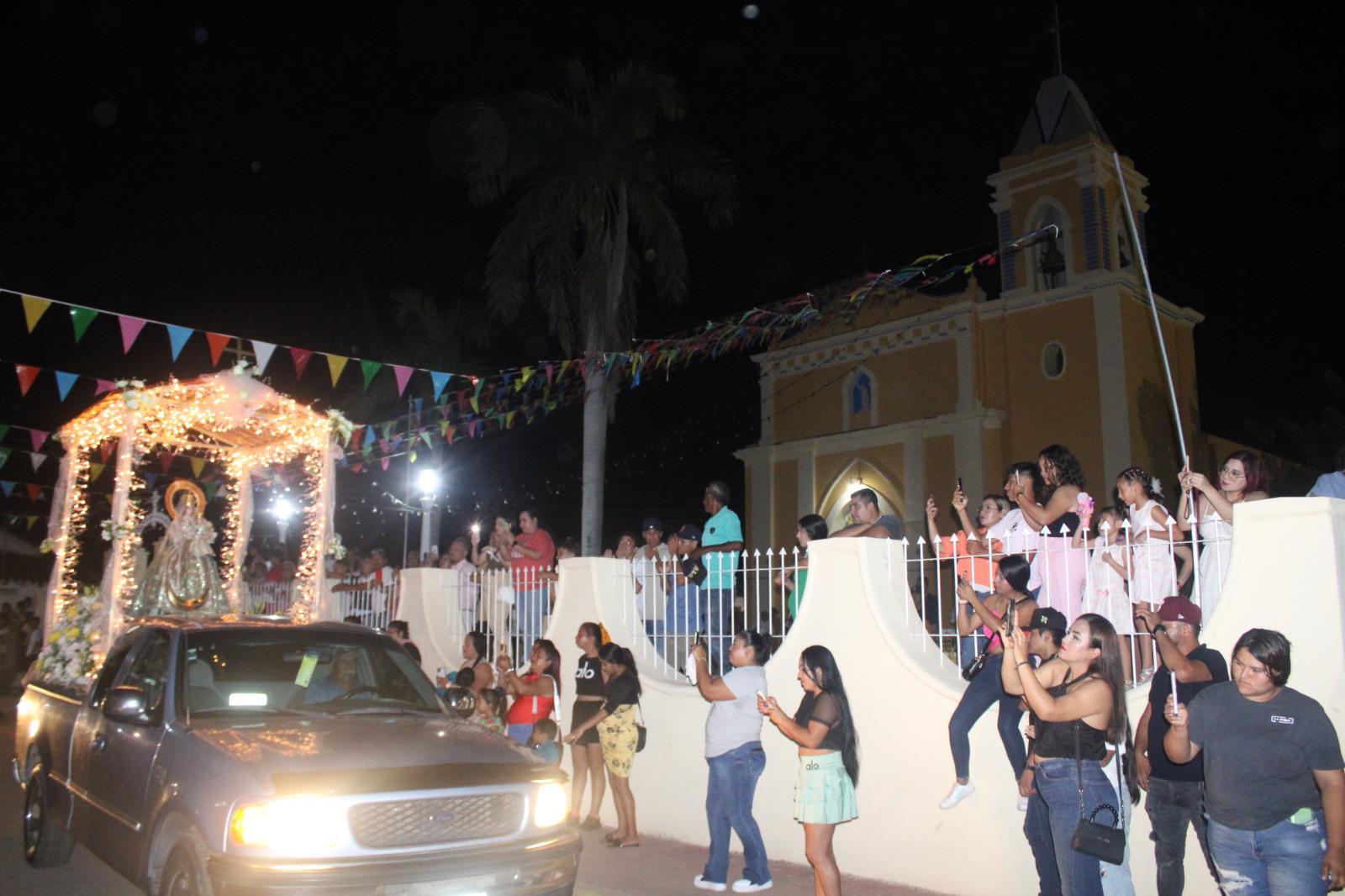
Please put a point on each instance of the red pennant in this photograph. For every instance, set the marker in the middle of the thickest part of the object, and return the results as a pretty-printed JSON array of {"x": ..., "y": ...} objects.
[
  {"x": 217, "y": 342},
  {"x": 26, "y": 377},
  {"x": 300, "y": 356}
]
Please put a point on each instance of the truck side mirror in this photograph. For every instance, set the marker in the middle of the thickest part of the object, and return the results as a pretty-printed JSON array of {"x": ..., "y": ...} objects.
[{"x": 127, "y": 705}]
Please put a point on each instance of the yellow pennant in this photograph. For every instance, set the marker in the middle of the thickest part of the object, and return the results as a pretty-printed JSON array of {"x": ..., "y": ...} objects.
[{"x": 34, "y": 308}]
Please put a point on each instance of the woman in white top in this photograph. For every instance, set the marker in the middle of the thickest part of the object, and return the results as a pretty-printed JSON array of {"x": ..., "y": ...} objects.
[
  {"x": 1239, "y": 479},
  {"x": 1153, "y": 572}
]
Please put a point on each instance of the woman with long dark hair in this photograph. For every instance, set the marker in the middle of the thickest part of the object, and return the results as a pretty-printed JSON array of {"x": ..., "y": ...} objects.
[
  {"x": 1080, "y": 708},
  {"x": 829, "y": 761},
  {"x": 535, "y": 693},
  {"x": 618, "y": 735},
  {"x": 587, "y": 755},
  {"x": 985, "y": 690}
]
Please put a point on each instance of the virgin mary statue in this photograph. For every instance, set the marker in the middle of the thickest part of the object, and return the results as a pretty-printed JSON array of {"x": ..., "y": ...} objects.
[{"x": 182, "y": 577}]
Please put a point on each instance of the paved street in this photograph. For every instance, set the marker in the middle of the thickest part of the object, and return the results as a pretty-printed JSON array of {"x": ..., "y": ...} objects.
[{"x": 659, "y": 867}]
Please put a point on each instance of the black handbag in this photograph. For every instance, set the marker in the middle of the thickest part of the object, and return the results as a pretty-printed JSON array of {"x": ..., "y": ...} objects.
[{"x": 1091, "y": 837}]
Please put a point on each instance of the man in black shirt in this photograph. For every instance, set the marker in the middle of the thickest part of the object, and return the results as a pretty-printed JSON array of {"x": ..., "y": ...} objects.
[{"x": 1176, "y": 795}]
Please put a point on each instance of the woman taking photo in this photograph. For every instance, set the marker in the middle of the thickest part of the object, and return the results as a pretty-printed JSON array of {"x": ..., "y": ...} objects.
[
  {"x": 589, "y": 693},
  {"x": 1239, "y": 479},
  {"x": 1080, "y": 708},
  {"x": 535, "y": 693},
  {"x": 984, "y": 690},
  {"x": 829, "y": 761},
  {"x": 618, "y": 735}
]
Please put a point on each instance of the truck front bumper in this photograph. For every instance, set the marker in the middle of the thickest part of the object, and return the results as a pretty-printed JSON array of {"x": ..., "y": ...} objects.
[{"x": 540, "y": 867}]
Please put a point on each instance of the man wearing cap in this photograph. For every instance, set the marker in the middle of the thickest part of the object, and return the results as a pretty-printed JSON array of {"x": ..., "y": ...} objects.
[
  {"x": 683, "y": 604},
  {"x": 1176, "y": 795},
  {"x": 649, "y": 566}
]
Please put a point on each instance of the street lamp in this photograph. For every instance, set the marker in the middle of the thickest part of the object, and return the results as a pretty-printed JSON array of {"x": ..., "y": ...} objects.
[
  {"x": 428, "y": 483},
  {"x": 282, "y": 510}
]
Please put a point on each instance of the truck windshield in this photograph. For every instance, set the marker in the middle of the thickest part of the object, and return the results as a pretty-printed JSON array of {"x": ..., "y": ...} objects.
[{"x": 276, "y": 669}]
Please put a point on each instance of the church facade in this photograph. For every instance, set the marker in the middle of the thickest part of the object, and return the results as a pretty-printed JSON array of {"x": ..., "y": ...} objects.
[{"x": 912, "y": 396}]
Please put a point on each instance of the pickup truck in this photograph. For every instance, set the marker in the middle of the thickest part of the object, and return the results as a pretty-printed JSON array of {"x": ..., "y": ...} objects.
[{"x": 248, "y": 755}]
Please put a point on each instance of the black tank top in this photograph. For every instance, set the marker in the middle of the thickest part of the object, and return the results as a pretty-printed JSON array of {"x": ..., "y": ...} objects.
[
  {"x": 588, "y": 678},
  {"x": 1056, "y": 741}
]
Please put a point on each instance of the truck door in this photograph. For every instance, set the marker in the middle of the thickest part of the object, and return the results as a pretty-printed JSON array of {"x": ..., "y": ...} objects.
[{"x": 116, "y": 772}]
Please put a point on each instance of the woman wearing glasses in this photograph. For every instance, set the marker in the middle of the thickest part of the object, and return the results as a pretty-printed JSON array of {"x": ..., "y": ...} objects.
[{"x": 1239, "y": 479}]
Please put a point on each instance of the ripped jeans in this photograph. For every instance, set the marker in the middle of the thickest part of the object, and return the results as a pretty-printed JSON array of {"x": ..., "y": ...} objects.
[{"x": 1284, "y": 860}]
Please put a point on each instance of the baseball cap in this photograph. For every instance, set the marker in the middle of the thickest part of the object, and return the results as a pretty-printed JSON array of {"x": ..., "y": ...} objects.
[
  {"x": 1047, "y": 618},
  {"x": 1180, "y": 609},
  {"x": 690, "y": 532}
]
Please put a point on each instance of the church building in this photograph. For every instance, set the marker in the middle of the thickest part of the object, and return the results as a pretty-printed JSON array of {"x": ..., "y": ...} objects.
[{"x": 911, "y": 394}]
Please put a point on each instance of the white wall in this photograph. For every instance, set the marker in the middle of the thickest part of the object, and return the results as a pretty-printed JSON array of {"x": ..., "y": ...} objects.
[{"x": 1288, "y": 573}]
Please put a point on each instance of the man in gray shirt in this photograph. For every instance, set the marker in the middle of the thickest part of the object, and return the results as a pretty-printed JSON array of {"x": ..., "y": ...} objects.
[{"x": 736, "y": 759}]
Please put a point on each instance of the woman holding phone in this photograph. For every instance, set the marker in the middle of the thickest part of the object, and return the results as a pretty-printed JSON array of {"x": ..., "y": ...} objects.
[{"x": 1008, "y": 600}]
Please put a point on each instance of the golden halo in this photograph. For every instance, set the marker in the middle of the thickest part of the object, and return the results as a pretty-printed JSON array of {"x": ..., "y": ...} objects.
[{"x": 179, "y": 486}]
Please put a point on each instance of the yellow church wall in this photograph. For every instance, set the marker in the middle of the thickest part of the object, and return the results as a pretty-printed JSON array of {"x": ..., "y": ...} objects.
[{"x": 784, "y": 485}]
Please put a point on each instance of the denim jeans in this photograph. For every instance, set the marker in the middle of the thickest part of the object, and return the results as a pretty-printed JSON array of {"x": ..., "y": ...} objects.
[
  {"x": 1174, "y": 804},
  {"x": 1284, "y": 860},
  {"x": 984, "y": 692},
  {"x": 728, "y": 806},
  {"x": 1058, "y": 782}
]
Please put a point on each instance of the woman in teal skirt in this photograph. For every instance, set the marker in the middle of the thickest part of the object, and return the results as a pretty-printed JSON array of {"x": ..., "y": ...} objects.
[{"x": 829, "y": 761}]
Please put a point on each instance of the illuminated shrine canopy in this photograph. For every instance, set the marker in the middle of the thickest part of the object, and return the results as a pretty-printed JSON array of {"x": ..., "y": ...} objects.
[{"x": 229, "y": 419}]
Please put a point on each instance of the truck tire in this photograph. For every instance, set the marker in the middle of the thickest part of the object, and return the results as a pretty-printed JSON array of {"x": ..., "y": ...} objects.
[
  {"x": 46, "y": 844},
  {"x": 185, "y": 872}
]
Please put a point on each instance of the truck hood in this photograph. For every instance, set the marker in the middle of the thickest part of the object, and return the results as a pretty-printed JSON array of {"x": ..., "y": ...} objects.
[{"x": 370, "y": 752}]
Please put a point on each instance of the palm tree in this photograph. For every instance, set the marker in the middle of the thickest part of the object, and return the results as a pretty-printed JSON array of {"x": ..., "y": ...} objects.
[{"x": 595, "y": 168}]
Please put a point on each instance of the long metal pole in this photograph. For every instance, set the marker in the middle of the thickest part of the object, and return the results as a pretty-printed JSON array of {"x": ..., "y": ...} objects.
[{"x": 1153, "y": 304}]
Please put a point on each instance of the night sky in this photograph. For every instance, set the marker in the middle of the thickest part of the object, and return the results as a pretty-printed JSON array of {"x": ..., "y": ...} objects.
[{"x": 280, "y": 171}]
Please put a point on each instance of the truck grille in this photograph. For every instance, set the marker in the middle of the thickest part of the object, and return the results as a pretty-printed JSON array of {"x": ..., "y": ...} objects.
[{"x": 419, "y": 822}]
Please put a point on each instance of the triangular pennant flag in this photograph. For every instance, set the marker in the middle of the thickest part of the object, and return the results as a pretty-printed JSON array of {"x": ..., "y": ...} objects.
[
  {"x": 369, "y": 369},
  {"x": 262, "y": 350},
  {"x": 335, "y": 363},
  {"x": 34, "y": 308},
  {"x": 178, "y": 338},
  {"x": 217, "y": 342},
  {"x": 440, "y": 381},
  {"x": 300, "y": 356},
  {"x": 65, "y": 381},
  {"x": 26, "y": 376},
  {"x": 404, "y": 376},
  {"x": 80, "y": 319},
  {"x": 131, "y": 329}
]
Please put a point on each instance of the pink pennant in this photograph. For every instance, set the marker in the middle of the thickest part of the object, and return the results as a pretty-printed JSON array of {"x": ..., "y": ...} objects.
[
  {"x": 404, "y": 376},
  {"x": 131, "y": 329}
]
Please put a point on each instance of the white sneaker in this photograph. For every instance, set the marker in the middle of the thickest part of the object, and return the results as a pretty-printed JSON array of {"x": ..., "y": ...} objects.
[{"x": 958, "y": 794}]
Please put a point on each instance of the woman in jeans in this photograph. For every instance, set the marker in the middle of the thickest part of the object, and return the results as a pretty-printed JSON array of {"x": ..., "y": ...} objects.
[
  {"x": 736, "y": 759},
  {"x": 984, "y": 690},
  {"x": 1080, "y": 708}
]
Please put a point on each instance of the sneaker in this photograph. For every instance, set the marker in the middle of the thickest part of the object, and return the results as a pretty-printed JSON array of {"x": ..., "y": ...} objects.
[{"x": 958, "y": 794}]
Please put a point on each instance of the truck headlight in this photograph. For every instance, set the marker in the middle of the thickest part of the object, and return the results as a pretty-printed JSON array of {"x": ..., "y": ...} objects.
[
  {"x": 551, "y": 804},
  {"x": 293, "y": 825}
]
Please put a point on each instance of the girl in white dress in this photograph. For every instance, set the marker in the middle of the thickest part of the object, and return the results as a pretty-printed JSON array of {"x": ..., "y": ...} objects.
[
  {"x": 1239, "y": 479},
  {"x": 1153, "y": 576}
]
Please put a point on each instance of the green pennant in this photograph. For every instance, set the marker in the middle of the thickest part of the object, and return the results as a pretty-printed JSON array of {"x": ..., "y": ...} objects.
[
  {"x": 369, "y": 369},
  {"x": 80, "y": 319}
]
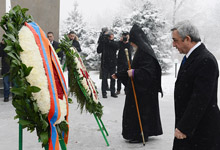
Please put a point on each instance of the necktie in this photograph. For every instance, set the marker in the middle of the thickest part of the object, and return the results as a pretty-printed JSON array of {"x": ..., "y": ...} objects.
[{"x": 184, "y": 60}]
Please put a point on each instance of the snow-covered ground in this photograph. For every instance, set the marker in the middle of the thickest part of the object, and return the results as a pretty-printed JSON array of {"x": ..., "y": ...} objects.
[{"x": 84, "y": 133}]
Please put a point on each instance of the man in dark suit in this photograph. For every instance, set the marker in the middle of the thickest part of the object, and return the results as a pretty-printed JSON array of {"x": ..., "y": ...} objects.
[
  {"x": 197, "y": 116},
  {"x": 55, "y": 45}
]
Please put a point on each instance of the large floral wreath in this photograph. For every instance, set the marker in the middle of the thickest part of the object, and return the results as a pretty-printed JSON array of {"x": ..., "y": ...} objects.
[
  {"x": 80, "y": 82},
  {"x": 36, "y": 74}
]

※

OBJECTIVE: Only the lines from the one that contains "Please put a point on each instance of the snow-covered" to the end of the entries above should be given again, exactly and in full.

WRITTEN ANSWER:
Please put a point on each instance of the snow-covered ground in this photograph. For every instance, set the marker in the middle of the thickest part of the object, and return the results as a pretty-printed JSON array of {"x": ..., "y": ...} objects.
[{"x": 84, "y": 133}]
Please put a point on each instance of the man in dark suit in this photograph. For every instance, set the marker in the middle of the thickest part of the object, and return the results as a pretty-printed JSON array of {"x": ..., "y": ...} objects.
[
  {"x": 197, "y": 116},
  {"x": 55, "y": 45}
]
Please put a point on each instance of the large floral wreath in this photograph. For every instance, set the marker in the middle of the thickest part of the object, and return the results as a pretty-printed JSON array of {"x": ..., "y": ...} objects.
[
  {"x": 80, "y": 82},
  {"x": 36, "y": 74}
]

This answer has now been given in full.